Source data
● ● ● ● ● ● ●
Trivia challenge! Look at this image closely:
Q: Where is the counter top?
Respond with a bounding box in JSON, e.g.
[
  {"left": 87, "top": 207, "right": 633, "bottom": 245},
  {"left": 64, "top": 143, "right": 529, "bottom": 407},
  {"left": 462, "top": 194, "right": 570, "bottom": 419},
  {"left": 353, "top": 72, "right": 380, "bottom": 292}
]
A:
● ● ● ● ● ● ●
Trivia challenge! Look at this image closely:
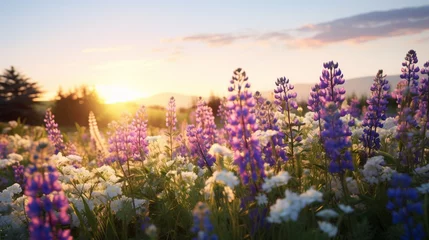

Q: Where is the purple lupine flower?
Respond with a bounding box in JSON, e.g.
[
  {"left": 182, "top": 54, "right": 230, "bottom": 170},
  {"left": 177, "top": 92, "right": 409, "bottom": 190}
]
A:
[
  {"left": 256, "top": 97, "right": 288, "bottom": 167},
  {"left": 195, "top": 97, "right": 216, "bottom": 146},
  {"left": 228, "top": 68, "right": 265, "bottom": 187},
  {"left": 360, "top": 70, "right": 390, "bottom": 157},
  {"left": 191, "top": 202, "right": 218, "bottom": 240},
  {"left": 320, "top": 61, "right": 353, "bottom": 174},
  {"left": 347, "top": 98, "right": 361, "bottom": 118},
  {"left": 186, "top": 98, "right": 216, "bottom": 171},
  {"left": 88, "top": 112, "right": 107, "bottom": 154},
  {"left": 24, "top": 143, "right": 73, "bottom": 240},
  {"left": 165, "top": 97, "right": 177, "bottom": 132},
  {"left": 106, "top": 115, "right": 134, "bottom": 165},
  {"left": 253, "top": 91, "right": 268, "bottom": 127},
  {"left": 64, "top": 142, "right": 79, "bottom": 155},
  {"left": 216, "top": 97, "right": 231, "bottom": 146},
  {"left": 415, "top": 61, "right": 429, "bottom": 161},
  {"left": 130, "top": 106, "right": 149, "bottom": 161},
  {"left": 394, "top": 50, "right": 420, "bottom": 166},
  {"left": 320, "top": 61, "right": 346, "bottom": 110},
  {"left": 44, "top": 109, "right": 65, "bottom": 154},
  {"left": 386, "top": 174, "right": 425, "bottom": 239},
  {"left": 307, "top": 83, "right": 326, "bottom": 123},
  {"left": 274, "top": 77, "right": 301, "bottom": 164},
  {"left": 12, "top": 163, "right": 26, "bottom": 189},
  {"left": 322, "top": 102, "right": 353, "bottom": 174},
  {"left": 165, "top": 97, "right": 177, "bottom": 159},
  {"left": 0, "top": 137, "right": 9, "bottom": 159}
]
● ● ● ● ● ● ●
→ AIM OF THE EXERCISE: Count the lines in the listing above that contain "Where", matching case exactly, and give only the number.

→ RESPONSE TO THIS TASK: 2